┌─ Stored data
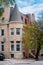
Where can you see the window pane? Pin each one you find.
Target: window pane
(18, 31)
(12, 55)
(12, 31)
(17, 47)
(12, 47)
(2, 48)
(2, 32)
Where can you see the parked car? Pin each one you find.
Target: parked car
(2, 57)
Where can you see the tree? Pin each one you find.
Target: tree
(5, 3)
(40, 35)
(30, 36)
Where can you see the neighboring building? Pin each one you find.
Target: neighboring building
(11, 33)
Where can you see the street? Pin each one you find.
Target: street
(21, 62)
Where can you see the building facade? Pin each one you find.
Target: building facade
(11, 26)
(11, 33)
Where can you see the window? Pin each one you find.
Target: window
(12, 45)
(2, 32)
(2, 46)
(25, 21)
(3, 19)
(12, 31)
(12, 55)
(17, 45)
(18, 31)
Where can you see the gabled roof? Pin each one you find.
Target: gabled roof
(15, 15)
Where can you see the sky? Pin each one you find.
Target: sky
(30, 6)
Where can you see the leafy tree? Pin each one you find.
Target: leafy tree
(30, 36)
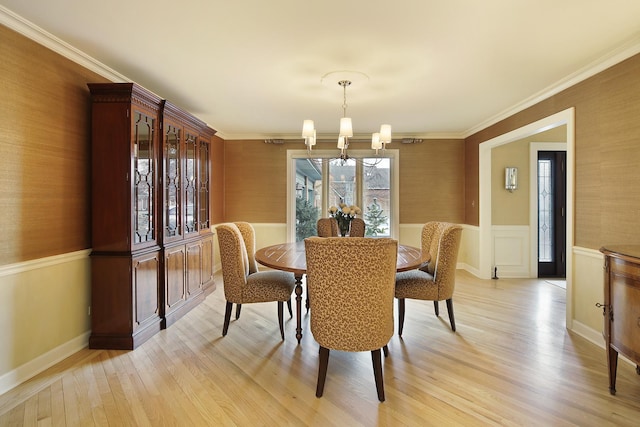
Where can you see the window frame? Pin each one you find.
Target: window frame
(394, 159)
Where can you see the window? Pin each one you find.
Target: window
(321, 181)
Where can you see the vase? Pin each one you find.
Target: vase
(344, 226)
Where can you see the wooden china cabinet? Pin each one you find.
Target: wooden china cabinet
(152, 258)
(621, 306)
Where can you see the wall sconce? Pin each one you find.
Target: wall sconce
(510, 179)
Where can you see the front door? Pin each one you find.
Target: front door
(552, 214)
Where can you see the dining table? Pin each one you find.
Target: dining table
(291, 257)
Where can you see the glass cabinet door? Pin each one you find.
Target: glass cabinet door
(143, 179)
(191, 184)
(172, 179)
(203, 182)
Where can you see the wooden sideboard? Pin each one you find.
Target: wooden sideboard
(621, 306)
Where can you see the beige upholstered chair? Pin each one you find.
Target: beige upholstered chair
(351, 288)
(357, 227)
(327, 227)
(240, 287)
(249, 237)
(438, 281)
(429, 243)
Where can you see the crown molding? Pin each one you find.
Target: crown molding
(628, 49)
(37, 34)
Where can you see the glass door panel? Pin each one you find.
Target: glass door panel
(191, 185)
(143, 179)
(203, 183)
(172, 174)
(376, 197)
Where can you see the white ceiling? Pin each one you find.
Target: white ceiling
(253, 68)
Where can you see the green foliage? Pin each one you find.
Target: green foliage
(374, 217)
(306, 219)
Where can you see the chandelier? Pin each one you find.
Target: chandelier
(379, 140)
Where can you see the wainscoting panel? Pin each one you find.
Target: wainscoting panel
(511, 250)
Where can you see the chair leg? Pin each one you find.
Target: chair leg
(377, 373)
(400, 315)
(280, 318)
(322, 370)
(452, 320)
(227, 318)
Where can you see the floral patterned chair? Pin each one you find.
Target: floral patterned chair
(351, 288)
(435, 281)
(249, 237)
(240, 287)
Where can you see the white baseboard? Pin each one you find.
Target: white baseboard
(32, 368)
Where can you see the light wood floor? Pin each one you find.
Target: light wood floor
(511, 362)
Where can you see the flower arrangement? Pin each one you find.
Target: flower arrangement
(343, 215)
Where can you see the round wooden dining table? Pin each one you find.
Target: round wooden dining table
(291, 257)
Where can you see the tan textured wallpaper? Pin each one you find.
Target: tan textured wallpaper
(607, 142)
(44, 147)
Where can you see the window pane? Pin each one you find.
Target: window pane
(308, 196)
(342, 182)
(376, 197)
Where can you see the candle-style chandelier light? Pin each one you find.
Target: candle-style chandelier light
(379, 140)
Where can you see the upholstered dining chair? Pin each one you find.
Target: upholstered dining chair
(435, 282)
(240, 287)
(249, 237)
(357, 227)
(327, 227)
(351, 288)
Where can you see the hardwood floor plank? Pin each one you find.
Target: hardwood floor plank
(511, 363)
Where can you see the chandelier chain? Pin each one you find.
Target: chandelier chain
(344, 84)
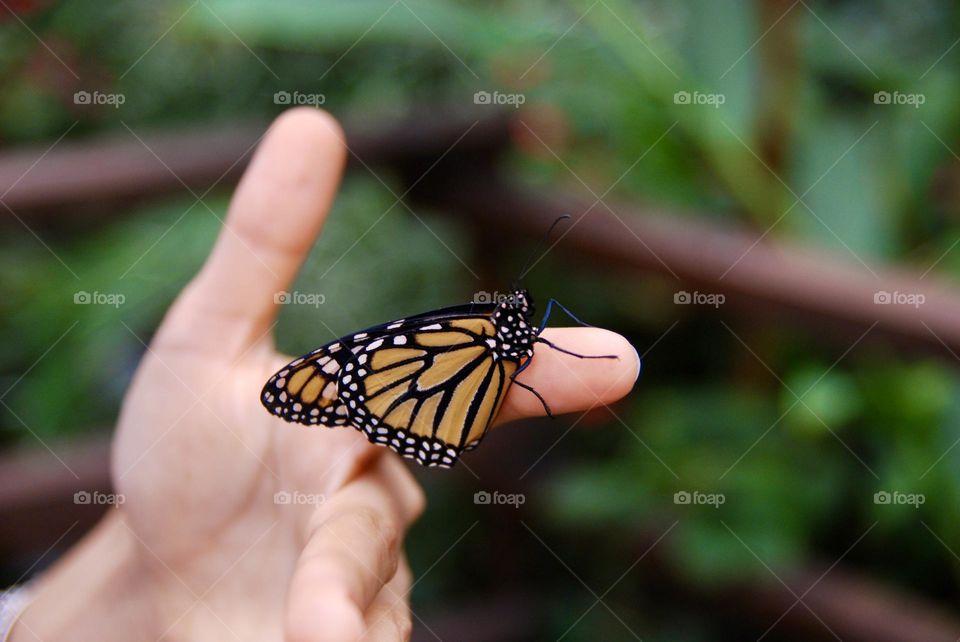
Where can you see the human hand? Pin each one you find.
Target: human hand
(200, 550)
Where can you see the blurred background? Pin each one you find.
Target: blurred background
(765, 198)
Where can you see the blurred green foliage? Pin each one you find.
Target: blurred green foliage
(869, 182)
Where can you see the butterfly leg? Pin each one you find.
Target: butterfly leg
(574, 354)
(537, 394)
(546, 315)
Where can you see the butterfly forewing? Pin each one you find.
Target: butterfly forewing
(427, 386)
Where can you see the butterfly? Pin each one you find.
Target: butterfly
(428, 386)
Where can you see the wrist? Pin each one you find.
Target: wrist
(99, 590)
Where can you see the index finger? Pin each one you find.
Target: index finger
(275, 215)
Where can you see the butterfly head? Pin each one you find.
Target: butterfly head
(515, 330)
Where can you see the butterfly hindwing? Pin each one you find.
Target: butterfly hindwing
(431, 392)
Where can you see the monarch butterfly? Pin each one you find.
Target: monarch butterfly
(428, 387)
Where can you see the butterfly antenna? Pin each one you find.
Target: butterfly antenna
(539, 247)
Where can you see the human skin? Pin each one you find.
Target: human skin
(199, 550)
└─
┌─ Stored data
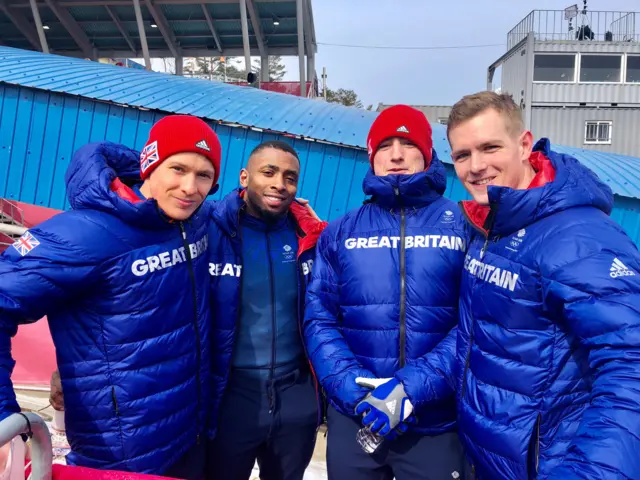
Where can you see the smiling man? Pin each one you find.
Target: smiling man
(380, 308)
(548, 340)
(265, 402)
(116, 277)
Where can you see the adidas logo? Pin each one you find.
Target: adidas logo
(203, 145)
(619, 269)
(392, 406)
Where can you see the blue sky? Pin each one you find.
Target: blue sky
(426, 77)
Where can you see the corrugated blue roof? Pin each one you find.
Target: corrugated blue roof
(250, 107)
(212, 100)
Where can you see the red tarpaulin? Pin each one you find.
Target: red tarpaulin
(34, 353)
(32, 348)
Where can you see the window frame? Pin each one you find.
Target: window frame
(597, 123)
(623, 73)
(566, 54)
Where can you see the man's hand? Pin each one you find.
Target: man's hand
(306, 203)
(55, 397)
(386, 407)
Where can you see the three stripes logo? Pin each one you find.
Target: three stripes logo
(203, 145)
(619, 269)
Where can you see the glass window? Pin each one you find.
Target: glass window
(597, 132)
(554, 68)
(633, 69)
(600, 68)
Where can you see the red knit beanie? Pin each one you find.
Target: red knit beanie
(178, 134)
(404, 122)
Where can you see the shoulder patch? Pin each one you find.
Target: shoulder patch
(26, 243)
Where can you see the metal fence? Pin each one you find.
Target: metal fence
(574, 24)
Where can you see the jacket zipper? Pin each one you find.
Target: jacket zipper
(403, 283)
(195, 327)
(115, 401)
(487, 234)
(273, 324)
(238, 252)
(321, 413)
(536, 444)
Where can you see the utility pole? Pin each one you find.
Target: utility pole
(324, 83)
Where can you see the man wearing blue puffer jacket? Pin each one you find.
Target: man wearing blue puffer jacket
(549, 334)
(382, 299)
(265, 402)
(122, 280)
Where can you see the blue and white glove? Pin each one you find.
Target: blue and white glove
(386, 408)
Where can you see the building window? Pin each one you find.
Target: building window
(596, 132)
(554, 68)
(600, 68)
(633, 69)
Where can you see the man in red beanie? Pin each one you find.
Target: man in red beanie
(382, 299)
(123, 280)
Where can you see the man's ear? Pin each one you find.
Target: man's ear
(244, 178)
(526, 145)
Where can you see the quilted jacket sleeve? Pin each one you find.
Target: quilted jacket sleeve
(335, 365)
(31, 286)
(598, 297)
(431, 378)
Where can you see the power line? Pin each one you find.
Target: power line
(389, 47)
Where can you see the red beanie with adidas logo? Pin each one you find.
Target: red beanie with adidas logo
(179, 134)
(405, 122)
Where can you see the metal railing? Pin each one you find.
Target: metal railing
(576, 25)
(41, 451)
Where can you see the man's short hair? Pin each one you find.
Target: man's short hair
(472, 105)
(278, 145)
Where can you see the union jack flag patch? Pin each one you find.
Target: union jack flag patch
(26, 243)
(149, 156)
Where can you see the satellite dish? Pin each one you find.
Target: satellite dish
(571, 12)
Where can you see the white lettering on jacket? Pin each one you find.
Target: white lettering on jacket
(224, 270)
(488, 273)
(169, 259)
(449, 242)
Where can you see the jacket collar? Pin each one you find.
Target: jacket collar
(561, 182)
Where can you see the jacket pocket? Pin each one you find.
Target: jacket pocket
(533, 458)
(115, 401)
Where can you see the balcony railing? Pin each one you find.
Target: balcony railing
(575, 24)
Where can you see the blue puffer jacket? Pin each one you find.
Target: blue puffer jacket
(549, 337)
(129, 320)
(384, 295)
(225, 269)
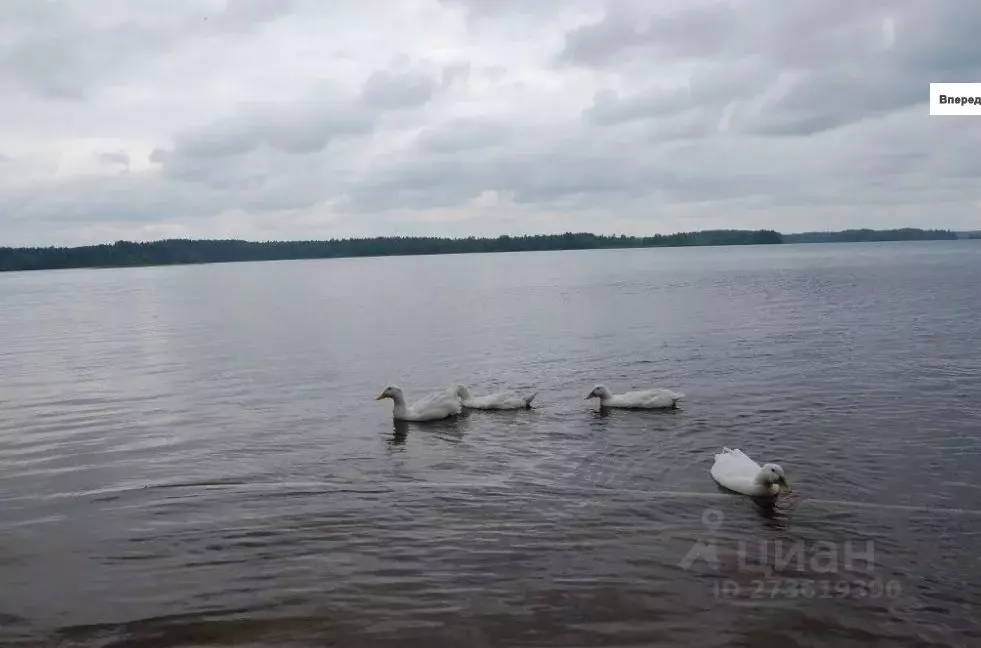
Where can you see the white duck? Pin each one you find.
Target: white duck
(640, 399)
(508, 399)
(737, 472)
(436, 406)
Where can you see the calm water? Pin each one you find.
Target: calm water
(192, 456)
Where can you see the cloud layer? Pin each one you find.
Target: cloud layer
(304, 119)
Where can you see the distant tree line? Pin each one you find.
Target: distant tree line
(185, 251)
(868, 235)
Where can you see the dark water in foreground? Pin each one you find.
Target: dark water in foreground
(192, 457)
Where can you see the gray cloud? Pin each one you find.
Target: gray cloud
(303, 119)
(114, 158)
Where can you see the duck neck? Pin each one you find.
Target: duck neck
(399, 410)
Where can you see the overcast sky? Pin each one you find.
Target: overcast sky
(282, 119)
└─
Exercise goal
Please, from the entries above, set down exactly the lines from the one containing "Target: green foliage" through the one containing "Where can you see the chair", and only those.

Output for this task
Target: green foliage
(374, 217)
(306, 219)
Where can you see the chandelier? Pin each one you find.
Target: chandelier
(379, 140)
Where can you see the wainscoting panel? Pin each one you find.
Target: wainscoting panel
(511, 250)
Where can you see the chair leg? Pin each one you find.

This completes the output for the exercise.